Exact repetition is required: output every record in full.

(Coordinate labeling data)
-- begin --

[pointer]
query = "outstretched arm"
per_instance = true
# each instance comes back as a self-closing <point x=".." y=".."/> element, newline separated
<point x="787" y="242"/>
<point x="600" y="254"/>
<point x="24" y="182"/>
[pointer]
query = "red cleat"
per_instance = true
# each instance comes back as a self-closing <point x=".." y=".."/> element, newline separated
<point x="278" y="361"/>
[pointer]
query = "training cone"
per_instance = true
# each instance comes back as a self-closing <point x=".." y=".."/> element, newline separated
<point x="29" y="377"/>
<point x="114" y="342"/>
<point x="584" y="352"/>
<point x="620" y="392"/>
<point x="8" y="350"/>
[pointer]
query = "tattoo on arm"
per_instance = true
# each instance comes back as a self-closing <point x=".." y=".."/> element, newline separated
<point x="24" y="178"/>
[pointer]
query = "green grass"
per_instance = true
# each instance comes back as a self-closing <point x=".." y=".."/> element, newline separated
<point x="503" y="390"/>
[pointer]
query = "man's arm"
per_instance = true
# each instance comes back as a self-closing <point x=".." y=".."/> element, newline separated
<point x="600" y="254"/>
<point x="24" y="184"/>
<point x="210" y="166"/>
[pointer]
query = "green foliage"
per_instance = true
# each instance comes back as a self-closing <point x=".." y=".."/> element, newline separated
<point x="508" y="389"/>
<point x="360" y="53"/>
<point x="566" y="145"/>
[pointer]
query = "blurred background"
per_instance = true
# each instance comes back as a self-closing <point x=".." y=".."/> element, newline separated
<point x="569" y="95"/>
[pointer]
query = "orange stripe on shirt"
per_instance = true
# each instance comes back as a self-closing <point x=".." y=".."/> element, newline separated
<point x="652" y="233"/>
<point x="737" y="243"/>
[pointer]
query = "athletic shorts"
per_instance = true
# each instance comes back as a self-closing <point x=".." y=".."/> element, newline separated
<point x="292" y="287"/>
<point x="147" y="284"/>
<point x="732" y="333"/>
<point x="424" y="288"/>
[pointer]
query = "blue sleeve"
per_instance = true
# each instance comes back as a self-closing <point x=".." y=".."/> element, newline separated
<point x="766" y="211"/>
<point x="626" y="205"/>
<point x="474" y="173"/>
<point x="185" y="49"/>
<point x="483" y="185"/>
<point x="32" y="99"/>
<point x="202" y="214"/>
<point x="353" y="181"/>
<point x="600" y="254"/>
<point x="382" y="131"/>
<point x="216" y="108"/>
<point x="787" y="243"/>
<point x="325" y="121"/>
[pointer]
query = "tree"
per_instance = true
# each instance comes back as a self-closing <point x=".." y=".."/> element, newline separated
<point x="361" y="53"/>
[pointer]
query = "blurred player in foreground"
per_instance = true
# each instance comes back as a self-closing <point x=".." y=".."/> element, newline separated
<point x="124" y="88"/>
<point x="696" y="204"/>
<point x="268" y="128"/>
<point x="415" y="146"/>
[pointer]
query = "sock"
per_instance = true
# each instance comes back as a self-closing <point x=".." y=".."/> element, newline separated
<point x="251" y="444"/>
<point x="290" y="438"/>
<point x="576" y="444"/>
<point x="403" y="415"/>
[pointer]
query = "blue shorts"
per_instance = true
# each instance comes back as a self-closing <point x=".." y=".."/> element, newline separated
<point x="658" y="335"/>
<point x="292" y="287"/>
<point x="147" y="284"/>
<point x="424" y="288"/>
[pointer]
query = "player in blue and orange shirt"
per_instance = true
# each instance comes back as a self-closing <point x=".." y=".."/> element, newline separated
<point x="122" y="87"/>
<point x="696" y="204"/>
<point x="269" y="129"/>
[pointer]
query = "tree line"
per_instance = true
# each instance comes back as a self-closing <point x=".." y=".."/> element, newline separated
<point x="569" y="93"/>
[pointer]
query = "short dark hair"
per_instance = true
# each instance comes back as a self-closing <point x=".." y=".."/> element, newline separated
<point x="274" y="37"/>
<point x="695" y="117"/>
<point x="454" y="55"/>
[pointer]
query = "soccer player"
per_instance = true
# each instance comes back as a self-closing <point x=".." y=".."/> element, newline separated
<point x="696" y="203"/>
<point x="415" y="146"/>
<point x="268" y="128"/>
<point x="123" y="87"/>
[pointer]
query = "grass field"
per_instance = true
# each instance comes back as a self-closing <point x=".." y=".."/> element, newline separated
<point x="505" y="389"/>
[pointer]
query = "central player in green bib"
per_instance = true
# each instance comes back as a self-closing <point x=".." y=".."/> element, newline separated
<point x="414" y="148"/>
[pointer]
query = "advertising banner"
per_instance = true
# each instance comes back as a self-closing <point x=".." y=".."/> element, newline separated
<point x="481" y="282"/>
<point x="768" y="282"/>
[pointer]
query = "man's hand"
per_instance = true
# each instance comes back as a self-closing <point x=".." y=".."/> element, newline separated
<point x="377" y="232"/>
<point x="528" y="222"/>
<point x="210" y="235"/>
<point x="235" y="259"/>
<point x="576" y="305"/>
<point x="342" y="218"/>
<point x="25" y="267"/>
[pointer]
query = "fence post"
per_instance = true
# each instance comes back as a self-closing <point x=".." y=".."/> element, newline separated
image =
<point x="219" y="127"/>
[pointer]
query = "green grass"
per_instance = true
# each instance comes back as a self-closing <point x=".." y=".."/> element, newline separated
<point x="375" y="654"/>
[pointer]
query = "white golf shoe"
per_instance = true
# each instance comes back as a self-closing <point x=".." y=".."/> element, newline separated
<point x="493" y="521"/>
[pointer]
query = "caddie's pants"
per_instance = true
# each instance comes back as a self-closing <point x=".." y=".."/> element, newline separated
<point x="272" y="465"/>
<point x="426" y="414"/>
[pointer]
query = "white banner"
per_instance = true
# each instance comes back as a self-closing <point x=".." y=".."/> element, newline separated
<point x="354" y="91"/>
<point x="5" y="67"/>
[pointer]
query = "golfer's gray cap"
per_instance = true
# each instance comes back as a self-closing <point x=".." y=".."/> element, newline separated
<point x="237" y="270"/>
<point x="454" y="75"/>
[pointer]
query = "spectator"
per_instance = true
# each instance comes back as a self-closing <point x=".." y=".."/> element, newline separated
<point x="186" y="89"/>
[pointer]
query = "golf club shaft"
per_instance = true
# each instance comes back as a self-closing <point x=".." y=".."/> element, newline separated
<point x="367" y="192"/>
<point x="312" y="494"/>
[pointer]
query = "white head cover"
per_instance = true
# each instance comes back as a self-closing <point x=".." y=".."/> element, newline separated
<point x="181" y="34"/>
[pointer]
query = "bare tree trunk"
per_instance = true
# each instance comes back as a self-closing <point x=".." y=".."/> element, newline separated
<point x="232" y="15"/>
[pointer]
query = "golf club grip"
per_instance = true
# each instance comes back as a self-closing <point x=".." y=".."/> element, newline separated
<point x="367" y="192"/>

-- end --

### Response
[pointer]
query = "outstretched arm"
per_instance = true
# each instance comes back as a self-closing <point x=".." y=".."/> element, newline separated
<point x="787" y="242"/>
<point x="600" y="254"/>
<point x="24" y="182"/>
[pointer]
query = "red cleat"
per_instance = true
# each instance comes back as a self-closing <point x=".." y=".."/> element, newline separated
<point x="278" y="361"/>
[pointer]
query = "training cone"
per_instance = true
# each instance comes back as a self-closing <point x=".." y=".."/> element, newline separated
<point x="29" y="377"/>
<point x="114" y="342"/>
<point x="584" y="352"/>
<point x="620" y="392"/>
<point x="8" y="350"/>
[pointer]
query = "tattoo on arm"
per_instance = true
# each instance comes back as a self-closing <point x=".." y=".."/> element, newline separated
<point x="24" y="178"/>
[pointer]
query = "green grass"
per_instance = true
# each instance comes back as a self-closing <point x=".." y=".."/> element, newline separated
<point x="503" y="390"/>
[pointer]
query = "man's arm"
per_instance = true
# each instance comes back as a self-closing <point x=".." y=".."/> element, newline separated
<point x="600" y="254"/>
<point x="24" y="184"/>
<point x="210" y="166"/>
[pointer]
query = "green foliage"
per_instance = true
# each instance comes back as a self-closing <point x=".." y=".."/> element, newline separated
<point x="508" y="389"/>
<point x="360" y="53"/>
<point x="566" y="145"/>
[pointer]
query = "blurred background"
per_instance = true
# each instance comes back as a self-closing <point x=".." y=".."/> element, newline separated
<point x="569" y="95"/>
[pointer]
query = "orange stripe on shirt"
per_instance = true
# each instance comes back as a self-closing <point x=".." y=".."/> element, newline separated
<point x="652" y="233"/>
<point x="737" y="243"/>
[pointer]
query = "athletic shorts"
per_instance = true
# each instance comes back as a self-closing <point x=".." y=".."/> element, newline separated
<point x="292" y="287"/>
<point x="147" y="284"/>
<point x="732" y="333"/>
<point x="424" y="288"/>
[pointer]
query = "blue sleeve"
per_instance = true
# each instance comes back as a self-closing <point x=".." y=".."/> element, newline separated
<point x="766" y="211"/>
<point x="626" y="205"/>
<point x="474" y="173"/>
<point x="185" y="49"/>
<point x="483" y="185"/>
<point x="32" y="99"/>
<point x="202" y="214"/>
<point x="353" y="181"/>
<point x="600" y="254"/>
<point x="382" y="131"/>
<point x="216" y="108"/>
<point x="787" y="243"/>
<point x="325" y="121"/>
[pointer]
query = "tree"
per_instance = true
# each instance comes back as a self-closing <point x=".." y=".."/> element, newline separated
<point x="361" y="53"/>
[pointer]
query = "blurred player in foreground"
per_instance = true
# each instance comes back as a self-closing <point x=".." y=".."/> element, newline separated
<point x="124" y="88"/>
<point x="696" y="204"/>
<point x="268" y="128"/>
<point x="415" y="146"/>
[pointer]
query = "sock"
per_instance = true
# each instance comes back as a self-closing <point x=".." y=".."/> element, newline separated
<point x="251" y="444"/>
<point x="290" y="438"/>
<point x="576" y="444"/>
<point x="403" y="415"/>
[pointer]
query = "blue shorts"
per_instance = true
# each instance comes back as a self-closing <point x=".." y=".."/> element, newline separated
<point x="658" y="335"/>
<point x="292" y="287"/>
<point x="147" y="284"/>
<point x="424" y="288"/>
[pointer]
query = "player in blue and orange shirt"
per_instance = true
# each instance comes back as a self-closing <point x=".." y=".."/> element, newline separated
<point x="122" y="87"/>
<point x="696" y="204"/>
<point x="269" y="129"/>
[pointer]
query = "tree line"
per_instance = true
# each instance comes back as a self-closing <point x=".." y=".."/> element, newline separated
<point x="569" y="93"/>
[pointer]
query = "short dark hair"
per_instance = true
# each instance comes back as a self-closing <point x=".." y=".."/> element, newline separated
<point x="274" y="37"/>
<point x="695" y="117"/>
<point x="454" y="55"/>
[pointer]
query = "soccer player"
per_instance = true
# each instance comes back as a self-closing <point x=".." y=".."/> element, newline separated
<point x="696" y="203"/>
<point x="415" y="146"/>
<point x="268" y="128"/>
<point x="123" y="87"/>
[pointer]
query = "grass field"
per_instance = true
# each instance comes back as a self-closing <point x=".." y=".."/> element, newline separated
<point x="505" y="389"/>
[pointer]
query = "central player in green bib"
per_instance = true
# each instance comes back as a self-closing <point x=".." y=".."/> element, newline separated
<point x="414" y="148"/>
[pointer]
query = "advertising banner"
per_instance = true
# each instance comes back as a self-closing <point x=".." y=".."/> element, newline separated
<point x="481" y="282"/>
<point x="768" y="282"/>
[pointer]
query = "man's hand"
per_instance = true
# each instance comes back as a self-closing <point x=".." y=".."/> element, newline separated
<point x="377" y="232"/>
<point x="528" y="222"/>
<point x="210" y="235"/>
<point x="235" y="259"/>
<point x="576" y="305"/>
<point x="342" y="218"/>
<point x="25" y="267"/>
[pointer]
query = "fence post"
per_instance = true
# each instance comes back as a self-closing <point x=".." y=".."/> element, newline separated
image =
<point x="219" y="127"/>
[pointer]
query = "green grass"
per_instance = true
# each instance comes back as a self-closing <point x=".." y=".."/> element, newline separated
<point x="375" y="654"/>
[pointer]
query = "white golf shoe"
per_instance = true
# each instance comes back as a self-closing <point x=".." y=".."/> element, newline separated
<point x="493" y="521"/>
[pointer]
query = "caddie's pants"
per_instance = true
# each instance comes back as a self-closing <point x=".." y=".."/> element, newline separated
<point x="272" y="465"/>
<point x="426" y="414"/>
[pointer]
query = "white banner"
per_instance = true
# each instance comes back as a self-closing <point x=".." y=".."/> element, newline separated
<point x="354" y="91"/>
<point x="5" y="67"/>
[pointer]
query = "golfer's gray cap"
per_instance = true
# each instance comes back as a self-closing <point x=".." y=".."/> element, newline separated
<point x="237" y="270"/>
<point x="454" y="75"/>
[pointer]
query = "spectator"
per_instance = true
# each instance comes back as a self-closing <point x=".." y=".."/> element, newline separated
<point x="186" y="89"/>
[pointer]
query = "golf club shaft"
per_instance = true
# each instance comes back as a self-closing <point x=".." y=".."/> element, newline separated
<point x="367" y="192"/>
<point x="312" y="494"/>
[pointer]
query = "white head cover"
per_instance = true
# each instance comes back as a self-closing <point x=".." y=".."/> element, newline separated
<point x="181" y="34"/>
[pointer]
query = "bare tree trunk"
per_instance = true
# each instance comes back as a self-closing <point x=".." y=".."/> element, newline separated
<point x="232" y="15"/>
[pointer]
query = "golf club grip"
per_instance = true
# each instance comes back as a self-closing <point x=".." y=".."/> element, newline separated
<point x="367" y="192"/>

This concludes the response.